### Task instructions
Reproduce only the lines from the line containing "Objective: one point per instance of the orange" to the end of the entries below, including both of those lines.

══ Dataset extract

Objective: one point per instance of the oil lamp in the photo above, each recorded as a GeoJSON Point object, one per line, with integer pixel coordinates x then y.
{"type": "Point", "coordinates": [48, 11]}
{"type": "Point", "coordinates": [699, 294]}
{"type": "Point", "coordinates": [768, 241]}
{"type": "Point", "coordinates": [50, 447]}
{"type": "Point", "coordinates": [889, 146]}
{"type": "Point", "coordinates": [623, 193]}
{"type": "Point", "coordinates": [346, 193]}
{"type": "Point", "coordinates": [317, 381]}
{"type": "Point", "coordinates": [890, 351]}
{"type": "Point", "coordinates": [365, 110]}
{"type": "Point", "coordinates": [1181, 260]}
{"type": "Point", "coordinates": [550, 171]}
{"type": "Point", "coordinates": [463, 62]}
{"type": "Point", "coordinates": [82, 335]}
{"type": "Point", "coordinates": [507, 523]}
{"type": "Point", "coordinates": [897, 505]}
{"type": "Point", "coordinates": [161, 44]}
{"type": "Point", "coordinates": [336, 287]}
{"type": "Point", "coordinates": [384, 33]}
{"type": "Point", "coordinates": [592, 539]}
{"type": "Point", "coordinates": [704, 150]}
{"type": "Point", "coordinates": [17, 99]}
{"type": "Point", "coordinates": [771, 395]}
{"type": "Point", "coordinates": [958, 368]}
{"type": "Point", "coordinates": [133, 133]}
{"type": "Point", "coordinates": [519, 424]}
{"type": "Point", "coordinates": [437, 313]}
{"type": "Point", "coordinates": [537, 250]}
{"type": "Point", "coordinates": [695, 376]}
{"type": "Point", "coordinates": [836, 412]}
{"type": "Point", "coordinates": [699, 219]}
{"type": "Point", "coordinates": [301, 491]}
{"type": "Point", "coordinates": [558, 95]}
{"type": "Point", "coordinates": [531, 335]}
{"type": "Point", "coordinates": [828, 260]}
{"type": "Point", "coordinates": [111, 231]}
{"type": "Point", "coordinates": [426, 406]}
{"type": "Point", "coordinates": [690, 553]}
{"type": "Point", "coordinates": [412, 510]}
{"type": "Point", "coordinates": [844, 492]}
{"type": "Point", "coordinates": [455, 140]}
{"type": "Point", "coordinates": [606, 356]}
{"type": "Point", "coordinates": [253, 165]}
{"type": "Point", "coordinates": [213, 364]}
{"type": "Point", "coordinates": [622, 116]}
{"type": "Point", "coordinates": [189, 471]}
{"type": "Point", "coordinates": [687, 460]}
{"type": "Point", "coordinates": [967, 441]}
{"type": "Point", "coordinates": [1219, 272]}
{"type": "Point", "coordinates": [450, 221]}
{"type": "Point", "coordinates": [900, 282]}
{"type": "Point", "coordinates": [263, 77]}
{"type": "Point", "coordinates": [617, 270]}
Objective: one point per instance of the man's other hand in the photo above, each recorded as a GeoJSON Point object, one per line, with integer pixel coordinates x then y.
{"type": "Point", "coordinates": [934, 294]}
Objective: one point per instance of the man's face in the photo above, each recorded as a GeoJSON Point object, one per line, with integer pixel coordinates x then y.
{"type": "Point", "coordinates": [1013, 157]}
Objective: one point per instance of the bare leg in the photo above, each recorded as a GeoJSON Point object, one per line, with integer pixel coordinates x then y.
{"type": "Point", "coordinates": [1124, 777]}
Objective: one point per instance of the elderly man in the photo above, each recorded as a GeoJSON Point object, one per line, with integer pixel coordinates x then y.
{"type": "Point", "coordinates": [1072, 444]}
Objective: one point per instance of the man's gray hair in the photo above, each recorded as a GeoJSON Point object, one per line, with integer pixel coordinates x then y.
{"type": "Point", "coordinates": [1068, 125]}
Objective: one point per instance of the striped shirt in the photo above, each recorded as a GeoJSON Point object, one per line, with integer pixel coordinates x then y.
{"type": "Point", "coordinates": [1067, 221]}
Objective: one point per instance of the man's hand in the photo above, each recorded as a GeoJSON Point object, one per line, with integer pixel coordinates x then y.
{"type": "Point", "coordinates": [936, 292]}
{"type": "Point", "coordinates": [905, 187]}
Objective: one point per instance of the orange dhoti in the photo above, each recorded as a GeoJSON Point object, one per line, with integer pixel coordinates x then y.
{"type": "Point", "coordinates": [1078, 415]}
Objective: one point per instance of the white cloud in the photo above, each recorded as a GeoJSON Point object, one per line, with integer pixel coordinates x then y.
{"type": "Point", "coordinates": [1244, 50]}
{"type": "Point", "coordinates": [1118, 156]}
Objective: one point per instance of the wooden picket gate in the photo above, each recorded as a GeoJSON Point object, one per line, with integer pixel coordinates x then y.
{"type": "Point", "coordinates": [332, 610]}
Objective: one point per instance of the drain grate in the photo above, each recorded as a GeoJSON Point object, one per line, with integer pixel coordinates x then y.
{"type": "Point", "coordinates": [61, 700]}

════

### Task result
Objective: one point per instance of the orange dhoti in the photo above, each recorded as a GeoJSON Point object, one per line, with integer pixel coordinates x then y.
{"type": "Point", "coordinates": [1078, 415]}
Objective: one point per instance of the white cloud in the photo above, each recorded as a GeoJSON Point object, one per line, with integer pixel coordinates x then y.
{"type": "Point", "coordinates": [1244, 50]}
{"type": "Point", "coordinates": [1118, 156]}
Objective: one point per instance of the wooden picket gate in the photo above, each recorded as a GeoJSON Point object, one per line, with integer pixel coordinates x then y.
{"type": "Point", "coordinates": [332, 610]}
Objective: one point per instance of the drain grate in the photo above, each recorded as a GeoJSON Point object, one per line, with integer pixel coordinates x then y.
{"type": "Point", "coordinates": [61, 700]}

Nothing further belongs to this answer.